--- Start of PROVIDED RECORDS ---

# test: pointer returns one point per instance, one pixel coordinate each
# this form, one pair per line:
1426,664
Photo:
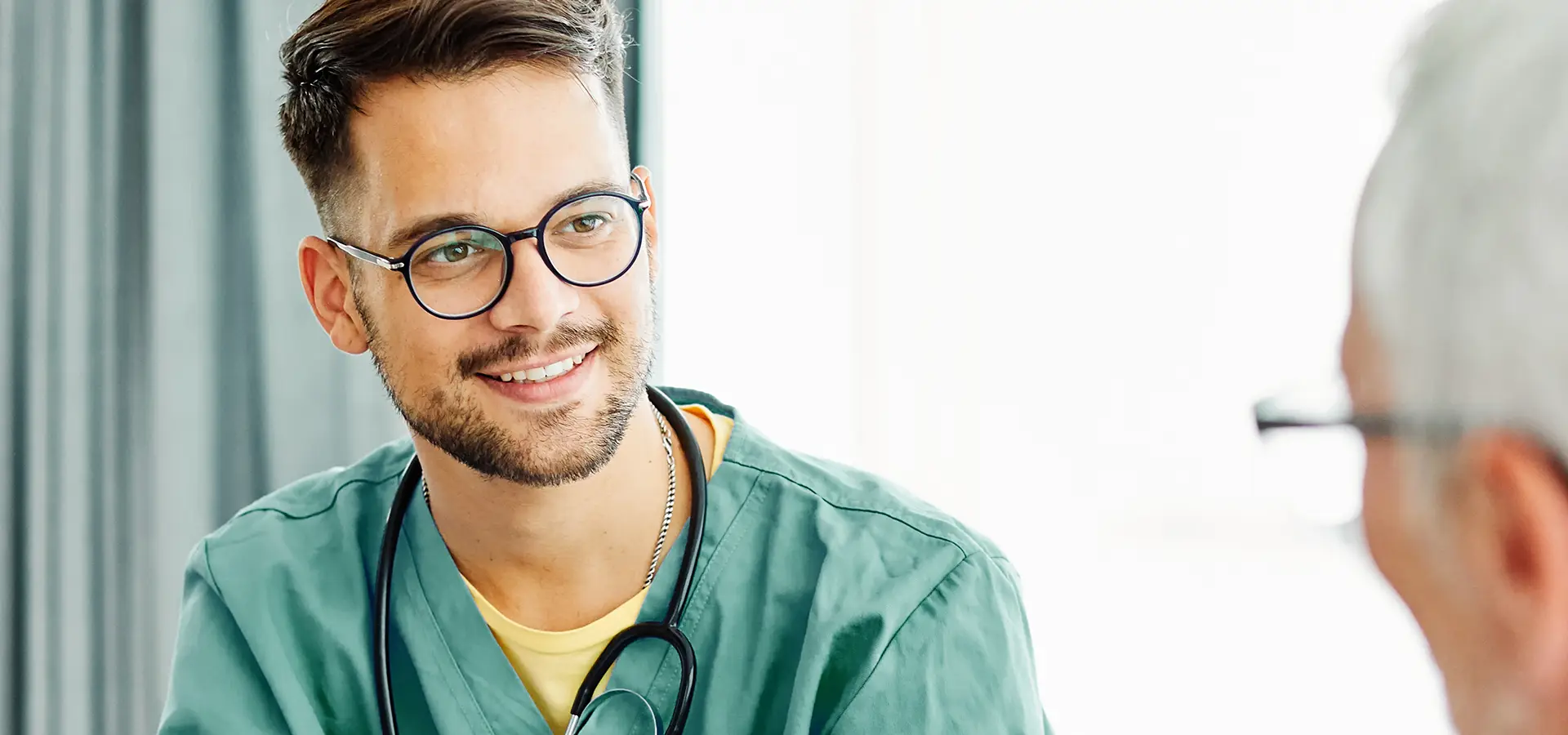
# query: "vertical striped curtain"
158,366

--- End of PROVIDED RECORDS ---

*DIRECTIVE:*
Copy every line of the records above word for word, leaving out the pictures.

*EXERCISE ANSWER:*
# test: pointer returns one point per instance, one pixel coordinate each
# this form, one pair per line:
1426,664
Photo:
# query: "vertical striped curtain"
158,366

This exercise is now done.